▶ **Passage**

Farmer sells dragon fruit to donate earnings to Japan flood victims
INQUIRER.net / 03:11 PM July 24, 2018
The heavy rains, merciless floods and mudslides that hit Japan recently took the lives of at least 200 people. Towns in western Japan were transformed into lakes after rivers overflowed, with many people left beached on rooftops awaiting military rescue.
As Japan recovers from its latest calamity, one farmer from Taiwan has made it his undertaking to raise funds for Japan’s flood victims. As per The Japan Times last Sunday, July 22, 65-year-old Lin Ting-tsai from Yilan County in Taiwan held a two-day dragon fruit sale over the weekend to power his fund drive.
Lin harvested a whopping 1,380 kilograms of dragon fruit from his farm and vowed to donate his earnings from the sale of the 900 kilograms of the fruit. This dragon fruit harvest is Lin’s first out of his four annual harvests. He estimated that his earnings could bring in around a ballpark figure of 100,000 to 120,000 Taiwan dollars (US$3,200 to US$3,900).

▶ **Listed entries**
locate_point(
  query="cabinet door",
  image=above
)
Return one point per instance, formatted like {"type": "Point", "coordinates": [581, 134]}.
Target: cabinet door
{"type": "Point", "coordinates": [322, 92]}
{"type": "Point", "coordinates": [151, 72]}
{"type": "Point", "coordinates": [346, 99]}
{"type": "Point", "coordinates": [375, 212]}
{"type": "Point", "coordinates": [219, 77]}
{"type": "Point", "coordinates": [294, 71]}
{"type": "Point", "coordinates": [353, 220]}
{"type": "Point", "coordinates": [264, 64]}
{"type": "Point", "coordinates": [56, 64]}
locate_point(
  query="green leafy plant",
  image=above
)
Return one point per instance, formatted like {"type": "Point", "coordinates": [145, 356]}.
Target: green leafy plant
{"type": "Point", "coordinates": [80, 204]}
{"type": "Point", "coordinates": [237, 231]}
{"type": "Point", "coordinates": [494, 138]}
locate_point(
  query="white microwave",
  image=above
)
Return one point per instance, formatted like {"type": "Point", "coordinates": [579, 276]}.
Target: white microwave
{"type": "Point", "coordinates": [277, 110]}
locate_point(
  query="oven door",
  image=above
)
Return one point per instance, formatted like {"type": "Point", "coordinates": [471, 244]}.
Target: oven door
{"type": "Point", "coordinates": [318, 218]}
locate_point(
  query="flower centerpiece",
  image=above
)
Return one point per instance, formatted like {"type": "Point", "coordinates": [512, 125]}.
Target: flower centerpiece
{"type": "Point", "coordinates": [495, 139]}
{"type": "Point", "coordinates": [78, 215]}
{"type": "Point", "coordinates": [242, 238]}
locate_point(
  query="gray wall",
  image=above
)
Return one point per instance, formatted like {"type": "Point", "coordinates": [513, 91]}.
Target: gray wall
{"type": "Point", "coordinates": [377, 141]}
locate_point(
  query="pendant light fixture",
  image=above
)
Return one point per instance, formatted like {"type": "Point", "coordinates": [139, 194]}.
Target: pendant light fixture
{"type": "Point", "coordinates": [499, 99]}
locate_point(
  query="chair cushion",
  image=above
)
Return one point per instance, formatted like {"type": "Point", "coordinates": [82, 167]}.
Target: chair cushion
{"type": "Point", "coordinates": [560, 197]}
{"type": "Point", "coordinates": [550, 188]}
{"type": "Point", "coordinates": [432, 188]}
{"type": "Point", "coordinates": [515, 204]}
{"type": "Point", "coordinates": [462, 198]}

▶ **Required actions**
**1.** Based on the dragon fruit article, say whether each statement agrees with it, answering yes or no and quoting the words that decide it: (a) Lin planned to donate the earnings from all the dragon fruit he harvested. (b) The fruit sale ran for two days. (c) Lin comes from Yilan County in Taiwan.
**2.** Output the part of the dragon fruit article between "Lin harvested a" and "(US$3,200 to US$3,900).", inclusive.
**3.** In one to three sentences, explain why Lin Ting-tsai held the dragon fruit sale, according to the dragon fruit article.

▶ **Solution list**
**1.**
(a) No: "vowed to donate his earnings from the sale of the 900 kilograms of the fruit"
(b) Yes: "held a two-day dragon fruit sale over the weekend"
(c) Yes: "65-year-old Lin Ting-tsai from Yilan County in Taiwan"

**2.**
Lin harvested a whopping 1,380 kilograms of dragon fruit from his farm and vowed to donate his earnings from the sale of the 900 kilograms of the fruit. This dragon fruit harvest is Lin’s first out of his four annual harvests. He estimated that his earnings could bring in around a ballpark figure of 100,000 to 120,000 Taiwan dollars (US$3,200 to US$3,900).

**3.** Lin held the two-day sale to power a fund drive for the victims of Japan's floods. He vowed to donate his earnings from selling 900 kilograms of the fruit.